According to the command schema notes, which QoS level is used to subscribe to the canonical command topic?

BEGIN PASSAGE PROVIDED

Frozen ack payload schema:

{
	"command_id": "5d1f8b4b-7e85-44fb-8f38-3f5d5da5e2e4",
	"status": "execution_started",
	"error_code": null,
	"error_message": null
}

Allowed ack status values:

  1. accepted
  2. execution_started
  3. completed
  4. failed

Frozen command action values for v1:

  1. reboot_host
  2. shutdown_host

Reserved but not emitted by server in v1:

  1. restart_service

Validation snippets for helper scripts:

  1. Human-readable snippets: implementation-plans/reboot-command-payload-schemas.md
  2. Machine-validated JSON Schema: implementation-plans/reboot-command-payload-schemas.json

1. Command Intake

  1. Subscribe to the canonical command topic with QoS 1.
  2. Parse required fields: schema_version, command_id, action, issued_at, expires_at, reason, requested_by, target metadata.
  3. Reject invalid payloads with failed acknowledgement including error_code and diagnostic message.
  4. Reject stale commands when current time exceeds expires_at.
  5. Ignore already-processed command_id values.

2. Idempotency And Persistence

  1. Persist processed command_id and execution result on local storage.
  2. Persistence must survive service restart and full OS reboot.
  3. On restart, reload dedupe cache before processing newly delivered commands.

3. Acknowledgement Contract Behavior

  1. Emit accepted immediately after successful validation and dedupe pass.
  2. Emit execution_started immediately before invoking the command action.

END PASSAGE PROVIDED
BEGIN ENTRIES PROVIDED

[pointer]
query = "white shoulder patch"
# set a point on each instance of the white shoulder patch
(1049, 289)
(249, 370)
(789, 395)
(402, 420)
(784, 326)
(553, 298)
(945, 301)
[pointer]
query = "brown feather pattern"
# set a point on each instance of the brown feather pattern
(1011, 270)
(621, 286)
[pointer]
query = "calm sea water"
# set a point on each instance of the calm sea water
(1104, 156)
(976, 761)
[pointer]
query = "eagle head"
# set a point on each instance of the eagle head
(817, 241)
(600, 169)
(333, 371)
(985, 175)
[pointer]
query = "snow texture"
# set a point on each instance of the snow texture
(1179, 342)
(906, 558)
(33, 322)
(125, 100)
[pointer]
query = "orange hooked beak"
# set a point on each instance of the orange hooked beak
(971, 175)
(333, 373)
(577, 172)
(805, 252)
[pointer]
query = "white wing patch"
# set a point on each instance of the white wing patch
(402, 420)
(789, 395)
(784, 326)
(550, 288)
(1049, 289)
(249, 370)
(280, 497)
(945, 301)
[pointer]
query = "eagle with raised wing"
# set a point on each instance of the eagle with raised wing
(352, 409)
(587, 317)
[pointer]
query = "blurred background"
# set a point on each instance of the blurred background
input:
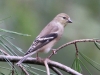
(30, 17)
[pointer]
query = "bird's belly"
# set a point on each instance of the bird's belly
(47, 47)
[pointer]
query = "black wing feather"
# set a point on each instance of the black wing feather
(42, 42)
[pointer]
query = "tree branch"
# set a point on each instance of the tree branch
(31, 60)
(73, 42)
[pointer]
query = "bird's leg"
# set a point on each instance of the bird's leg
(37, 57)
(54, 51)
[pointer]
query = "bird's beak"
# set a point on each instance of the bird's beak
(69, 20)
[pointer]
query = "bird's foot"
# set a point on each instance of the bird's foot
(54, 51)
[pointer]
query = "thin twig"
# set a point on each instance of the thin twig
(76, 49)
(4, 52)
(47, 67)
(31, 60)
(23, 69)
(73, 42)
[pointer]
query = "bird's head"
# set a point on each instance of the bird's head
(63, 19)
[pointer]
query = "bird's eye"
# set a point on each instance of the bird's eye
(64, 17)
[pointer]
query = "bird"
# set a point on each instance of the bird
(48, 37)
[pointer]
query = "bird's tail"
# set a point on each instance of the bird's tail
(26, 56)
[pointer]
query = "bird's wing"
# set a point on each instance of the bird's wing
(40, 42)
(43, 38)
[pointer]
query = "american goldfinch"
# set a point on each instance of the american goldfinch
(48, 36)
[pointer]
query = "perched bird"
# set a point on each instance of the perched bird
(48, 36)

END ENTRIES PROVIDED

RESPONSE AREA: QoS 1